■ **Text segment**:
===============

Ontario MPP
- In office 1971–1985
- Preceded by: Margaret Renwick
- Succeeded by: William C. Davis
- Constituency: Scarborough Centre

Personal details
- Born: James Francis Drea July 7, 1933 St. Catharines, Ontario
- Died: January 15, 2003 (aged 69)
- Party: Progressive Conservative
- Spouse: Jeanne
- Children: 3
- Profession: Journalist

= Frank Drea =

Canadian politician

James Francis "Frank" Drea (July 7, 1933 – January 15, 2003) was a Canadian journalist, broadcaster, politician and racehorse enthusiast. He was a Progressive Conservative member of the Legislative Assembly of Ontario from 1971 to 1985 representing the riding of Scarborough Centre. He served as a cabinet minister in the government of Premier Bill Davis.

===============

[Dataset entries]

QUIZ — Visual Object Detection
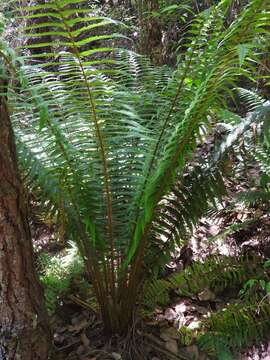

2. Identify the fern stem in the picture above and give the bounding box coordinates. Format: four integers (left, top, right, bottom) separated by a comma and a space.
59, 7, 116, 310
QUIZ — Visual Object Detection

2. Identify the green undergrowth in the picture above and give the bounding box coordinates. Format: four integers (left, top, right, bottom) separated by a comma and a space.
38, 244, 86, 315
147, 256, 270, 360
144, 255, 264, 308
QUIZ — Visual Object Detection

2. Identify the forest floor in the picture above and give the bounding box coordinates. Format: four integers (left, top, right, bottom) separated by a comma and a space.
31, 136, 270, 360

===============

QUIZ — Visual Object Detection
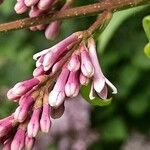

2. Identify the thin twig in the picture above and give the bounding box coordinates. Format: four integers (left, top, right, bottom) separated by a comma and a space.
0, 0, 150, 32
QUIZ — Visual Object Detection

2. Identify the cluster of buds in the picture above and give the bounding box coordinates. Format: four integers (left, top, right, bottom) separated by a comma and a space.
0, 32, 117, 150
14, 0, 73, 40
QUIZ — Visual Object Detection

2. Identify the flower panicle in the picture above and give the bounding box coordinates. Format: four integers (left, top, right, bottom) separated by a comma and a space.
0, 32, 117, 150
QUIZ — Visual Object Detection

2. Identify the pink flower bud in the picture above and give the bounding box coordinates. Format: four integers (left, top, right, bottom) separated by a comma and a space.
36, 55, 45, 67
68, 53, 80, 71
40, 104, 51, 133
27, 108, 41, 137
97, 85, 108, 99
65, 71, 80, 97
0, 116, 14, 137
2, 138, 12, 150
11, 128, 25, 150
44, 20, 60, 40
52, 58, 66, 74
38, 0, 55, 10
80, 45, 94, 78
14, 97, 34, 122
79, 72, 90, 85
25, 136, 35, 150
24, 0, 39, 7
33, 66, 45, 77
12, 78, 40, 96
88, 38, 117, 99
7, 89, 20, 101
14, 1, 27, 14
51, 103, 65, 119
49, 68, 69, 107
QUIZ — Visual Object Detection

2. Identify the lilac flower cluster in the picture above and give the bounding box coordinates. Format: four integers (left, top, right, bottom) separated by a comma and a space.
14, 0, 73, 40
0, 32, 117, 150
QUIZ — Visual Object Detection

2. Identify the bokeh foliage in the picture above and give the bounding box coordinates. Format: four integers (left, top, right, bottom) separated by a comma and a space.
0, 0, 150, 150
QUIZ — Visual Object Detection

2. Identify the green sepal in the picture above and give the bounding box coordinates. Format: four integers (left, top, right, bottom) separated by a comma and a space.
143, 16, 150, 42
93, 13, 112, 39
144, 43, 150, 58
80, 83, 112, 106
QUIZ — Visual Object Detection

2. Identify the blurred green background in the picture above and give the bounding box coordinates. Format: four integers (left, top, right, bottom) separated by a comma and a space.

===============

■ **Tasks to complete**:
**A.** In the article on Frank Drea, who held the Scarborough Centre seat before him?
**B.** Pick up the article on Frank Drea after its final sentence and keep writing.
These records have no connection to the article on Frank Drea.

■ **Answers for the tasks**:
**A.** Margaret Renwick

**B.**
==Background==
Drea was born in St. Catharines, Ontario, and educated at Canisius College in Buffalo, New York. He was hired by the Toronto Telegram in 1955, and was a long-time reporter and columnist at the paper. In 1961, he won the National Newspaper Award and the Heywood Broun Award for Crusading Journalism for his work as a labour reporter for his coverage of a strike by Italian-Canadian building trade workers.

From 1963 to 1965, he worked as public relations director for the United Steel Workers of America in Sudbury, Ontario. A fervent anti-Communist, Drea played a leading role in the Steelworkers' unsuccessful campaign to raid and destroy the Communist Party influenced Mine, Mill and Smelter Workers Union which had dominated the mining industry in Sudbury. Drea's campaign was a failure, and he was fired.

He returned to the Telegram in 1965 as the paper's Action Line columnist, serving as an early consumer advocate. He remained with the newspaper until shortly before its demise in 1971. He also served with Dale Goldhawk as an outspoken, open-line host at CHIC Radio in Brampton, Ontario, and worked for CTV on the public affairs program W5.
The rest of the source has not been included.